Task brief. Switch "drop one point per instance" to "place one point per instance" in the items from the line with "Practice. Locate the television" up to and including the last line. Write out only those lines again, with everything else unchanged.

--- BEGIN ---

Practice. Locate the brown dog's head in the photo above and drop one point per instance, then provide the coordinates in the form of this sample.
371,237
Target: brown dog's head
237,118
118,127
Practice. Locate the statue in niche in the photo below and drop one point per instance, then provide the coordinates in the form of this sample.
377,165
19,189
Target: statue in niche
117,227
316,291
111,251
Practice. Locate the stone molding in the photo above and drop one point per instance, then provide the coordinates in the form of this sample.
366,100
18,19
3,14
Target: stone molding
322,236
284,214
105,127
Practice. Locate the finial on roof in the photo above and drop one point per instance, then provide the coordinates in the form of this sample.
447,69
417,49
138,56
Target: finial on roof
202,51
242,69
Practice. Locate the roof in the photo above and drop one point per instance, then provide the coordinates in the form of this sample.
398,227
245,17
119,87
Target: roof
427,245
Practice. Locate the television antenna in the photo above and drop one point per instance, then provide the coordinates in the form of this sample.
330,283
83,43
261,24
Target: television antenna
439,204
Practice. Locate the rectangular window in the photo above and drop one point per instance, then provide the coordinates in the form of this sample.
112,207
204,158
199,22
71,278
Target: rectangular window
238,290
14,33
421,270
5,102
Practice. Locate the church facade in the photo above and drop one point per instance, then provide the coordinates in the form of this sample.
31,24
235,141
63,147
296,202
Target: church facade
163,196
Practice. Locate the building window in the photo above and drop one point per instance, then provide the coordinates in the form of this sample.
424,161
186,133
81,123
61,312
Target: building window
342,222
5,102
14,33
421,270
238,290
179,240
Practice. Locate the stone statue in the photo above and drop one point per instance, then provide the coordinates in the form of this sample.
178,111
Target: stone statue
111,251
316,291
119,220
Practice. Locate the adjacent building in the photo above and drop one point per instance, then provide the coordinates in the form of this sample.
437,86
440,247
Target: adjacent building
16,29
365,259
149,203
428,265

--- END ---

Final answer.
Practice. Locate the television antenna in the photo above and place one point per instance, then provide the coordinates in the form of this sample.
330,283
83,43
261,24
Target: television antenna
439,204
Practice. Locate the rectangular window in the photo above and place one point per instance, then provide the coordinates in the form of this sample.
112,207
204,158
199,22
71,278
Target: rectangular window
238,290
14,33
421,270
5,102
Practice. Locate the church facade in the photo above and place one point per instance, then provide the coordinates in the form of this sample.
31,24
235,141
63,147
296,202
Target: church facade
163,196
Practice. Locate the building window in the photo above and place one point per instance, then provide the coordinates in the form of this sample.
424,161
186,133
81,123
61,312
Target: building window
342,222
5,102
14,33
421,270
238,290
179,240
Practice. Locate the stone statue in the photo above and place one point per instance, then provide the coordinates in the form of this sample.
178,111
Target: stone statue
111,251
316,291
119,220
Practice. Locate the adjacent building in the photo above and place one point per instance, then provide the coordinates in the form of this sample.
437,86
440,247
Target: adjacent building
16,29
365,259
149,203
428,265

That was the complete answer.